* [STATED EXERCISE]:
Please reproduce the entries below verbatim, leaving out no line.
==== PROVIDED DATA ====
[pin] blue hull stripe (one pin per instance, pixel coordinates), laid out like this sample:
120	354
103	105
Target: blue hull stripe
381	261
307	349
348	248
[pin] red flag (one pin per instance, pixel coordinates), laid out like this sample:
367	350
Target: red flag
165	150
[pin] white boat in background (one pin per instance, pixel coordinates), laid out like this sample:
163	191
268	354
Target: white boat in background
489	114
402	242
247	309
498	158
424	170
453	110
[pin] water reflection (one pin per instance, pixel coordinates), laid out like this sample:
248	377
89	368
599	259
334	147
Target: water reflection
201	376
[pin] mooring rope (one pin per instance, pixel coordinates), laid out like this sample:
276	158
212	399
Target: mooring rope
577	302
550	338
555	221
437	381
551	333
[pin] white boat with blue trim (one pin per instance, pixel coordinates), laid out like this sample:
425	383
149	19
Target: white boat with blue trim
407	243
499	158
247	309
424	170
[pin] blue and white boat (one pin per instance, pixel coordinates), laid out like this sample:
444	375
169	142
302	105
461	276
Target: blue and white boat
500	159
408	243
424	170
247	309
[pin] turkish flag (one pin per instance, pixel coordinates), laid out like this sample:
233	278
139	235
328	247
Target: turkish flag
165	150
====
* [THE RESULT]:
[pin] blue hull stripe (one pin per instance, pixel coordinates), laid out like this sample:
120	354
103	105
Target: blue hull stripe
381	261
307	349
348	248
[pin] red flag (one pin per instance, pixel coordinates), laid out like this sample:
367	350
Target: red flag
165	150
[pin] white boat in background (one pin per instance, pixel coordinates), laid out like this sample:
163	191
268	354
Target: white boat in background
489	114
402	242
247	309
498	158
424	170
453	110
[pin] water reflection (one pin per instance, pixel coordinates), laid out like this sample:
248	377
89	368
599	259
334	147
Target: water reflection
201	376
[pin] mooring rope (one pin per instance, pixel coordinates), laid out like this sample:
276	158
212	399
Target: mooring rope
577	302
550	338
555	221
437	381
551	333
[pin] white boat with blue trim (one pin per instance, pixel coordinates), laid out like this sample:
425	383
149	19
Target: white boat with blue trim
407	243
499	158
247	309
424	170
[pin] blue and white boat (one pin per instance, pixel coordinates), laid out like this sample:
444	375
169	142
302	105
461	276
Target: blue and white boat
500	159
408	243
424	170
247	309
[pin] turkish flag (one pin per instance, pixel coordinates), laid out like this sample:
233	278
139	235
328	247
Target: turkish flag
165	150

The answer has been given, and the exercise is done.